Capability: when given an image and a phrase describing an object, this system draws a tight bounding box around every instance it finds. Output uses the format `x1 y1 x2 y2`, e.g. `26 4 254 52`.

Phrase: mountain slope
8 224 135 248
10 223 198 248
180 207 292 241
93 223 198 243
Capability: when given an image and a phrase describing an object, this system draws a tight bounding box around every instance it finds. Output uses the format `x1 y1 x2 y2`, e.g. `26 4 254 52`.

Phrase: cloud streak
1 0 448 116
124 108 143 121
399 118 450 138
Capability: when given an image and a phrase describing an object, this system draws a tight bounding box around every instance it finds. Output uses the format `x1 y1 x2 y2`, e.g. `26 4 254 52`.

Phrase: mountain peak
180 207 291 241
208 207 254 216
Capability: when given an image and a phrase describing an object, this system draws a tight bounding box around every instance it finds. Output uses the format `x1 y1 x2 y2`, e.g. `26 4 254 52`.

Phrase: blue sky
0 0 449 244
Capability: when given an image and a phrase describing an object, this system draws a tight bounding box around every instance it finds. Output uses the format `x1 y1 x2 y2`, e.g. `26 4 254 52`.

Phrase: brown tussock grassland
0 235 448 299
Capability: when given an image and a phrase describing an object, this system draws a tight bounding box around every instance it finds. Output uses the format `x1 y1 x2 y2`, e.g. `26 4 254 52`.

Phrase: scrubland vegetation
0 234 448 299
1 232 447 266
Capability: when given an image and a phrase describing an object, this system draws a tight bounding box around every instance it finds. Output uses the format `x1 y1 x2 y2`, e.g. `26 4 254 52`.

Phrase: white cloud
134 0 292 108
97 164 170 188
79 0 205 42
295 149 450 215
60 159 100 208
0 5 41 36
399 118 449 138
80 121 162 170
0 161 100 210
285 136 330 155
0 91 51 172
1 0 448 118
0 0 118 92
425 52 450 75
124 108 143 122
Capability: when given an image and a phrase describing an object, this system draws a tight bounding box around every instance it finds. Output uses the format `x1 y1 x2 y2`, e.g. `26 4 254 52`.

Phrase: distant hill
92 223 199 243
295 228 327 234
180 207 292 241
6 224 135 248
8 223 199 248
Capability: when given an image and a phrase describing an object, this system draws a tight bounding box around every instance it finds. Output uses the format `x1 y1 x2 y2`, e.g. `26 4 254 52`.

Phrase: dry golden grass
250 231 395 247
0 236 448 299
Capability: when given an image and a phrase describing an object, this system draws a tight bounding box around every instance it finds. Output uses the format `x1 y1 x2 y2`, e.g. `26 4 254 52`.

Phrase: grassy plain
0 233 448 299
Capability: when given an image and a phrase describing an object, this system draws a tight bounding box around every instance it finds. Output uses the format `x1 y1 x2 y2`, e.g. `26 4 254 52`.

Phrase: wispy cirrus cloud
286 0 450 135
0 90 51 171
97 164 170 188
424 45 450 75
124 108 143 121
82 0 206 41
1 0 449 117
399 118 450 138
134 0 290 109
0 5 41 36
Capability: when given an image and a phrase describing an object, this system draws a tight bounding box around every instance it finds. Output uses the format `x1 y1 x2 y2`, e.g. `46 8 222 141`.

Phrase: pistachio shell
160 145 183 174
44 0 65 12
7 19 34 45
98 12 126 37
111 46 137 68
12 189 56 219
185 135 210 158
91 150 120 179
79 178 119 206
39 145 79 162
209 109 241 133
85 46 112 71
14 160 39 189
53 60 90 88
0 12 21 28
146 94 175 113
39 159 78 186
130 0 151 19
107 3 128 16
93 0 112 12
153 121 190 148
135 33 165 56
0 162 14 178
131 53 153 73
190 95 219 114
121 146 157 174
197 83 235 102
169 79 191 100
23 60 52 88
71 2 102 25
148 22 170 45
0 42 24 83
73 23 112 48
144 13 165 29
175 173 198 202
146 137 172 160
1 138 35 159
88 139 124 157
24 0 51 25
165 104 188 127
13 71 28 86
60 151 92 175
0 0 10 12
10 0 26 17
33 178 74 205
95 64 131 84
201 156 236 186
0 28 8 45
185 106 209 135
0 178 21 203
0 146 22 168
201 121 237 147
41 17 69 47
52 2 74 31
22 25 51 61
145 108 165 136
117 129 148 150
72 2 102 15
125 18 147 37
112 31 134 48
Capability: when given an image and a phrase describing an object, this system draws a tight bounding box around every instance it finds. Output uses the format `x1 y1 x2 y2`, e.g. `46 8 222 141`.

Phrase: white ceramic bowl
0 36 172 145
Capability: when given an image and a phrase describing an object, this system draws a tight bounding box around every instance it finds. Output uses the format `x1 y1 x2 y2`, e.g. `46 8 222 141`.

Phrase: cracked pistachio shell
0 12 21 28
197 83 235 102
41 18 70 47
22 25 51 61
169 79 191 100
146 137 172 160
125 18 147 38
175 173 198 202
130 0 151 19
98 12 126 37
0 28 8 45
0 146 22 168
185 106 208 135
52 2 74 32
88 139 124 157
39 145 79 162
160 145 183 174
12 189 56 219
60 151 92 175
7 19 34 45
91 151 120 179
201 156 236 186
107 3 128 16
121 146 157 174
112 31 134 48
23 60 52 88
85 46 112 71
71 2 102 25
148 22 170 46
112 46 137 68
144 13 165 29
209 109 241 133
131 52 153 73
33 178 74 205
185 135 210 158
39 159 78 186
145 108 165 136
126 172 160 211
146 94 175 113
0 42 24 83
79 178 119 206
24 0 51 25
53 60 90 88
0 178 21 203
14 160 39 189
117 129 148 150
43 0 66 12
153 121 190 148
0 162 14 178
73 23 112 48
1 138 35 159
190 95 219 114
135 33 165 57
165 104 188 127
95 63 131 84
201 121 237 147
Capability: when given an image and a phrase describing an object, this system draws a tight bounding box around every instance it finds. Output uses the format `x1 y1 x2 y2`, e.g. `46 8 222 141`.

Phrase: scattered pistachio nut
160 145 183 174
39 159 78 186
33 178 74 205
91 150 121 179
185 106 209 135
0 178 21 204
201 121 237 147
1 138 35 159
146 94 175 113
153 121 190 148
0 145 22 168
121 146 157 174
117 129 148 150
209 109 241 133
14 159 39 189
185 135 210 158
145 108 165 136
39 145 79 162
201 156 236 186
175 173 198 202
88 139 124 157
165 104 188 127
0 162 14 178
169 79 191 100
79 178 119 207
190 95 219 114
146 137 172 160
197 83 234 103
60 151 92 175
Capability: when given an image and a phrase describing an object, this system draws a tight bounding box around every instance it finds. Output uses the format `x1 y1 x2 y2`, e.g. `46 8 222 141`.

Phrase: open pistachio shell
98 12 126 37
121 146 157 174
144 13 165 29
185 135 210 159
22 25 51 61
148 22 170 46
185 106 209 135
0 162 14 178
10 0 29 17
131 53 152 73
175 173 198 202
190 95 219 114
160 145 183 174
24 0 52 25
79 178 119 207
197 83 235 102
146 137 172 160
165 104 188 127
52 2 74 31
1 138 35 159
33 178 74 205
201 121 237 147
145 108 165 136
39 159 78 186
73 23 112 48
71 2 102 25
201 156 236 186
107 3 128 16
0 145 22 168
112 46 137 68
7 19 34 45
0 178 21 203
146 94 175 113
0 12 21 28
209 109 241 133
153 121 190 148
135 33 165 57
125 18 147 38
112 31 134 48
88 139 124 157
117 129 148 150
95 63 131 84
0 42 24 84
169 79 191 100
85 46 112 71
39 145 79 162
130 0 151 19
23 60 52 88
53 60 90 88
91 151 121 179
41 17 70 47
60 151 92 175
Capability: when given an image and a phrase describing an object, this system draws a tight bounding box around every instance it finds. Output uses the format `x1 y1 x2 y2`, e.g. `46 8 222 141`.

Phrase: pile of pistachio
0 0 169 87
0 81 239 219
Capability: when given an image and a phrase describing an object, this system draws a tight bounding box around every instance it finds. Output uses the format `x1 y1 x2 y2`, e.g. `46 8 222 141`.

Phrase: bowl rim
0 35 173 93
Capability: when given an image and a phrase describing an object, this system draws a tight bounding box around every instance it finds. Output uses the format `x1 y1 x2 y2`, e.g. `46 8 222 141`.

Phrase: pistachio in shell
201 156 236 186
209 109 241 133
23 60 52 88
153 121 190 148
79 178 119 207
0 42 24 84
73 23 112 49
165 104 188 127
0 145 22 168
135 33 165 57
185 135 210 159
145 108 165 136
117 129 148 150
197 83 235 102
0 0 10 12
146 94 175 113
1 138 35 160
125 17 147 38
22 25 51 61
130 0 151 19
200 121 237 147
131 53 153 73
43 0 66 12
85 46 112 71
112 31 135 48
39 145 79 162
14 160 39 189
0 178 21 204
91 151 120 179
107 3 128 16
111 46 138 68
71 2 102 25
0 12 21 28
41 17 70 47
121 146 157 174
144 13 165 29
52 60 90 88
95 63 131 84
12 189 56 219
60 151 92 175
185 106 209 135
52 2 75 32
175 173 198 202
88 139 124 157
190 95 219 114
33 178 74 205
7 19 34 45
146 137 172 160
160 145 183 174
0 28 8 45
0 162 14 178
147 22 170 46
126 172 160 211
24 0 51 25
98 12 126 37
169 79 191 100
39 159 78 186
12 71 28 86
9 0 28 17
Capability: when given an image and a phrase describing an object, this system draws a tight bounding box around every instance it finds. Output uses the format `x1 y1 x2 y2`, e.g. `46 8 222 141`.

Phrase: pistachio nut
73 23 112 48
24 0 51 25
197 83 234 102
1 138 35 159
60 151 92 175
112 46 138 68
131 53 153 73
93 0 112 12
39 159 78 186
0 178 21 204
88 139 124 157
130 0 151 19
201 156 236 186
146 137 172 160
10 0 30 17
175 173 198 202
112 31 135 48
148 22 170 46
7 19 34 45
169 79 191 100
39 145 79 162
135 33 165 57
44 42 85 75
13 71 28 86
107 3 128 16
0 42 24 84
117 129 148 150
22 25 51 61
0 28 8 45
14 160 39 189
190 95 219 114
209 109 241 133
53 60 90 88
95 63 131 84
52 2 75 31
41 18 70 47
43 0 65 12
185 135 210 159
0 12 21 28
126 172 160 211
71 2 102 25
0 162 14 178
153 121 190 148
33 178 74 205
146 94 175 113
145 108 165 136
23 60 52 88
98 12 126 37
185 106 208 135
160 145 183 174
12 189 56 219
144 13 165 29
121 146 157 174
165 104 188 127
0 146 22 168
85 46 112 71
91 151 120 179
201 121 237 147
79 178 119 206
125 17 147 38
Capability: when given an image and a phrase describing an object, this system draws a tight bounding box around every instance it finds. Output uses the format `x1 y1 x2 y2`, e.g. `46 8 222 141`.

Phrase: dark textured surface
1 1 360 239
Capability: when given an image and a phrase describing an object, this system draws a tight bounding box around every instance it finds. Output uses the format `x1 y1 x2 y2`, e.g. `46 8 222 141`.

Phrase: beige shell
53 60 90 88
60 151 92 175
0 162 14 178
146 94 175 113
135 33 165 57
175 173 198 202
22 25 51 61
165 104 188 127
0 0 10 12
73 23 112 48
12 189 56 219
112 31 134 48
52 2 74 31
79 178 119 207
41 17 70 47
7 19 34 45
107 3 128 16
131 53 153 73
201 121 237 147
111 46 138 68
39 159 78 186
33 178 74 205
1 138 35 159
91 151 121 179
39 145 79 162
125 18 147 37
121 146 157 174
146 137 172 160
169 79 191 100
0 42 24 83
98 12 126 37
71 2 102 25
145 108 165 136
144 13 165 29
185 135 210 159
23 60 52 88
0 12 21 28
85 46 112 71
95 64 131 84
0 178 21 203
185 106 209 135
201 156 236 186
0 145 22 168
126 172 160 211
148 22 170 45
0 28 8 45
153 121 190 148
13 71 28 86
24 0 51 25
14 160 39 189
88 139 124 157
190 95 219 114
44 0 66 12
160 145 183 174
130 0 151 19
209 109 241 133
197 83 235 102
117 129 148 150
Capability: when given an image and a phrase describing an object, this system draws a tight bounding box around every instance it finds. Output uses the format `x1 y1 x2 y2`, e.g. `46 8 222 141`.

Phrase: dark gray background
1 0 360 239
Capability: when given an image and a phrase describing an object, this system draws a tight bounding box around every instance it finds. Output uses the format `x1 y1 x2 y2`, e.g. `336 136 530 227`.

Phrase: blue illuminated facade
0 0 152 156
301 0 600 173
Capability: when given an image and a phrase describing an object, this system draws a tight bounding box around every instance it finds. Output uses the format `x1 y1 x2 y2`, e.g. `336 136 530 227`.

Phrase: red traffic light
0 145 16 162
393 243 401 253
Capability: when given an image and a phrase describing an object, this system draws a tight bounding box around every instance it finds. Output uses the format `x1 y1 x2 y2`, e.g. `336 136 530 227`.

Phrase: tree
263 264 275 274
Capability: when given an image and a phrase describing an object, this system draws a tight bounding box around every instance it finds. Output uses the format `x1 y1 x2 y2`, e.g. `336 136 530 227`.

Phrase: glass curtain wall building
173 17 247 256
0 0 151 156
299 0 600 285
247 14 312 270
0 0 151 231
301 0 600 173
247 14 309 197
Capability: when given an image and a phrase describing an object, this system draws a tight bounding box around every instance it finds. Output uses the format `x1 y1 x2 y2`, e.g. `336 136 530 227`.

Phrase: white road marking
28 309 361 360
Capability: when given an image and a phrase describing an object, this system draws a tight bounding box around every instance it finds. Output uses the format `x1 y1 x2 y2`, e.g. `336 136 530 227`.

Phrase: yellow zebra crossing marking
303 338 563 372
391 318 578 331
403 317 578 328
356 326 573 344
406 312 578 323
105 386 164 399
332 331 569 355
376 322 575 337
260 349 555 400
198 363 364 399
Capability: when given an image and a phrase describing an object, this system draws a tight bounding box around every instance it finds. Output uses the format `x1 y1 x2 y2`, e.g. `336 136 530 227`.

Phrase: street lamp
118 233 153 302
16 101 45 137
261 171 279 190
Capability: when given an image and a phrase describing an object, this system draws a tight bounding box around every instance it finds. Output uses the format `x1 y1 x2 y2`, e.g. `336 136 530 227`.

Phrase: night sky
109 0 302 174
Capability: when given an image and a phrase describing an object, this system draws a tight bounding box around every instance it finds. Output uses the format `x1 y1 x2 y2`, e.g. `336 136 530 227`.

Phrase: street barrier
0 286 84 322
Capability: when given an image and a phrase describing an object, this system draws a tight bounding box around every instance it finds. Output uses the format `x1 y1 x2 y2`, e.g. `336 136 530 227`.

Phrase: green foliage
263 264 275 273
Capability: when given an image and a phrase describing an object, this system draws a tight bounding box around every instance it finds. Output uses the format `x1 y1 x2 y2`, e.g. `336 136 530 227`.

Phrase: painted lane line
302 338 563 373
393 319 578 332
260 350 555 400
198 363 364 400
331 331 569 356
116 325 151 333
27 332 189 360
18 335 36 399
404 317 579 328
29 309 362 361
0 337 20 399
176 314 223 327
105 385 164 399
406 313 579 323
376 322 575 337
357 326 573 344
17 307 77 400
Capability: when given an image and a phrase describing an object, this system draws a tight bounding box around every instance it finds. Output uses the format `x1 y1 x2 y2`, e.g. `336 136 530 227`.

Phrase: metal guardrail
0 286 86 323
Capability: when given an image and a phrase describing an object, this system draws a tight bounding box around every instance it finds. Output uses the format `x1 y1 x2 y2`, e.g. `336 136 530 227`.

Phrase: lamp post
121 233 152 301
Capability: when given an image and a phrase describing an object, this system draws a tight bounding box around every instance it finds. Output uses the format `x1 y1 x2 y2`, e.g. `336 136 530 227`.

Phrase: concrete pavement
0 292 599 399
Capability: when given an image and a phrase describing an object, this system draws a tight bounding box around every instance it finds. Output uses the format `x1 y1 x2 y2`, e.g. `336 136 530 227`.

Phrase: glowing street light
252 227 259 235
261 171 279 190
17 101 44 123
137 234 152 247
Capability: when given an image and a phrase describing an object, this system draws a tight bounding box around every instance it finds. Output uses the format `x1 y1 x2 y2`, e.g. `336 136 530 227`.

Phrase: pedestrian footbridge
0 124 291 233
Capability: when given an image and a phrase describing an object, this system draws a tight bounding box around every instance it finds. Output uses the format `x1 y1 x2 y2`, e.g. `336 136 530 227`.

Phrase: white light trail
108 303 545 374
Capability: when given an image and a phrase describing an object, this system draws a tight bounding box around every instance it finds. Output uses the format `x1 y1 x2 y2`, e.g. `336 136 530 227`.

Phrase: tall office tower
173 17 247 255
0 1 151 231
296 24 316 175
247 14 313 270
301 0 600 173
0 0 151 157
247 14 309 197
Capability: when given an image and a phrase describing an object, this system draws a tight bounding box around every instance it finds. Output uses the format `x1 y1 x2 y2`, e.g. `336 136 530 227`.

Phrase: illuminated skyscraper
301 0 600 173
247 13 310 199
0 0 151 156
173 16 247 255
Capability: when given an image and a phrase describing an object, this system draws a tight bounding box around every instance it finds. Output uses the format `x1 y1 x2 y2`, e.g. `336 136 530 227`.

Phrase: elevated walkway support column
_ _ _ _
:: WORK TO BE COMPLETED ::
The range runs from the line with "Phrase: concrete pavement" to the last line of the entries above, both included. Restate it word for word.

:: TASK ANSWER ::
Phrase: concrete pavement
0 292 599 399
Capability: when given an image and a phrase describing an object, this system draws a tight bounding box around every instance it finds. Output uses the format `x1 y1 x2 y2`, e.g. `336 136 530 227`.

Phrase: glowing street light
252 227 259 235
261 171 279 190
17 101 44 123
137 234 152 247
Capability: when given an image and a phrase describing an object, this system draws a tight bounding box around every instance it finds. Output uses the format `x1 y1 x2 y2`, e.g. `336 136 530 227`.

Phrase: pedestrian footbridge
0 124 291 233
Capability: when given an image and a phrase describing an object, this system draws a tight bounding box around every instance it finds. Output uses the format `x1 y1 x2 y2`, e.g. `336 136 530 227`.

Phrase: white light trail
108 303 545 374
Capability: when given an image and a phrase describing an object, this system draws a tight bounding box around every instance it finds. Output uses the format `x1 y1 x2 y2`, e.g. `336 136 530 227`.

Phrase: tall office tower
173 17 247 255
0 1 151 231
296 24 316 175
247 14 313 270
301 0 600 173
0 0 151 157
247 14 309 197
Capability: when given an image and a phrase describing an object, this system draws a tight bounding box around every instance it finds. Output uses the format `x1 y1 x2 y2`, e.g. `336 136 530 227`.

Phrase: illuminated skyscraper
301 0 600 173
247 13 310 199
0 0 151 156
173 16 247 255
Capability: when given an image and a phrase describing an object, this system draws a tight bounding box around every instance it finds. Output uses the format `x1 y1 x2 y2`, e.g. `336 136 530 227`.

Phrase: elevated walkway support column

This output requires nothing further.